■ **Obiettivo a**
Estrai dai record ogni riga che contiene la parola "shirt".

■ **Brano scelto**
======

Non altrettanto fiducioso è invece un altro esponente dell’area anglofona e segnatamente della Chiesa irlandese, l’arcivescovo (oggi emerito) di Dublino Diarmuid Martin, (α1945) ma per un motivo opposto: perché teme che le aspettative che provengono anche dalla sua pur piccola ma vivace Chiesa locale non siano realizzate, in particolare sul tema della maggiore partecipazione delle donne; si è detto infatti «preoccupato» per il fatto che le tante consultazioni avviate nel popolo di Dio abbiano creato molte «aspettative» che però saranno quasi sicuramente «frustrate», almeno nel breve periodo.
Non dimenticate le Chiese orientali! Infine, si esprime ufficialmente dalla sua sede «in esilio» di Erbil (Kurdistan iracheno) il cardinale Louis Raphaël Sako, (α1948) patriarca dei caldei, con un testo su che cosa aspettarsi dal Sinodo: «In un tempo di instabilità, di difficoltà incontrate dalla cultura attuale in questioni difficili, e in particolare di predominio del liberalismo secolare, la Chiesa, madre e maestra, e il papa successore di Pietro, roccia su cui poggia la Chiesa e che garantisce la sua unità, deve avvalersi della sua autorità magisteriale nel processo di autorinnovamento e delle sue strutture con piena convinzione, conservando fedelmente il deposito della fede e della morale di base. Occorre distinguere tra ciò che è reale ed esprimere lo spirito che non si può abbandonare, e ciò che è immediato-pratico legato alle condizioni del tempo e dello spazio, che va aggiornato». E dopo aver ricordato che «le speranze dei fedeli cristiani attendono un nuovo orizzonte aperto dal cammino sinodale nella vita della Chiesa», si augura che il Sinodo abbia «un’attenzione particolare alle Chiese orientali, culla del cristianesimo, che sono minacciate nella propria esistenza!».

======

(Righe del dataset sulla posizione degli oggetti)
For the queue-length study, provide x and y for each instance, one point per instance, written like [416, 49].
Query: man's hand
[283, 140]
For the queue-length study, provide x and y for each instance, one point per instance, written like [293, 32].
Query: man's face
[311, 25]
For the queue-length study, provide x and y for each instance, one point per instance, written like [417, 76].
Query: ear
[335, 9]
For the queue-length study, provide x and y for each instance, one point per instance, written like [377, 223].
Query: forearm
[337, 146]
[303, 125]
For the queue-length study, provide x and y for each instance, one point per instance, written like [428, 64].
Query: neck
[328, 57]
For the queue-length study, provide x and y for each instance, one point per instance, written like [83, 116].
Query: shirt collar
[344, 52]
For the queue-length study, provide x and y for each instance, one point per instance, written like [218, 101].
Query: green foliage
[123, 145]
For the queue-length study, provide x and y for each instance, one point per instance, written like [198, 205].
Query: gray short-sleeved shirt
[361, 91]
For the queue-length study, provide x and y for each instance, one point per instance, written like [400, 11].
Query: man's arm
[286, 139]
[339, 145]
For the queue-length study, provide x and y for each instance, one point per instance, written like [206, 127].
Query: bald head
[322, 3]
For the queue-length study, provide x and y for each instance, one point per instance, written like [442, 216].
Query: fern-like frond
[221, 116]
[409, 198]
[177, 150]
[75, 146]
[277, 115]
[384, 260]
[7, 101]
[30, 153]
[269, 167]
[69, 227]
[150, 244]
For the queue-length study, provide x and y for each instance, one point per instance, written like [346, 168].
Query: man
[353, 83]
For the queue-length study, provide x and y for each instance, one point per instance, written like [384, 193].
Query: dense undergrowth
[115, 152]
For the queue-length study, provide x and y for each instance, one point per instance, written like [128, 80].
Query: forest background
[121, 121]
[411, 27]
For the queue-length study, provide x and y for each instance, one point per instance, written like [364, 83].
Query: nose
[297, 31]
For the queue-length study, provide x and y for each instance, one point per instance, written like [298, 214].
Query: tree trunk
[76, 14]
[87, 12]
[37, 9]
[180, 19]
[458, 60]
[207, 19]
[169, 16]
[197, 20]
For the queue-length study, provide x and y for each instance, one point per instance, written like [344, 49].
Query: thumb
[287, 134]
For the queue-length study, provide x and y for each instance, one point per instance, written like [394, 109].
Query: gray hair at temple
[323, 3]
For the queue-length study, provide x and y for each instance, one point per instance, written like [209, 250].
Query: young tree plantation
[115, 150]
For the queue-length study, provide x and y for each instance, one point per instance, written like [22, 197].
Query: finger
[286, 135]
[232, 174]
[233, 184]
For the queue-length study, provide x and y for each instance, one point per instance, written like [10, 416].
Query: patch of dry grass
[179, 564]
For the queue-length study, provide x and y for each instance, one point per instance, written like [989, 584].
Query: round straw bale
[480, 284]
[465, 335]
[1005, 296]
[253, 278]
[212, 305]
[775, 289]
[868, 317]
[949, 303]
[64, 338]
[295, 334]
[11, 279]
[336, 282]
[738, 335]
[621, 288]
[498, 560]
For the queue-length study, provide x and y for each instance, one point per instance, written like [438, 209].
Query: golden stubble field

======

■ **Obiettivo b**
Riporta alla lettera il tratto del brano sul Sinodo che va da "Non altrettanto fiducioso" fino a "nel breve periodo.".

■ **Soluzione svolta a**
Query: shirt collar
Query: gray short-sleeved shirt

■ **Soluzione svolta b**
Non altrettanto fiducioso è invece un altro esponente dell’area anglofona e segnatamente della Chiesa irlandese, l’arcivescovo (oggi emerito) di Dublino Diarmuid Martin, (α1945) ma per un motivo opposto: perché teme che le aspettative che provengono anche dalla sua pur piccola ma vivace Chiesa locale non siano realizzate, in particolare sul tema della maggiore partecipazione delle donne; si è detto infatti «preoccupato» per il fatto che le tante consultazioni avviate nel popolo di Dio abbiano creato molte «aspettative» che però saranno quasi sicuramente «frustrate», almeno nel breve periodo.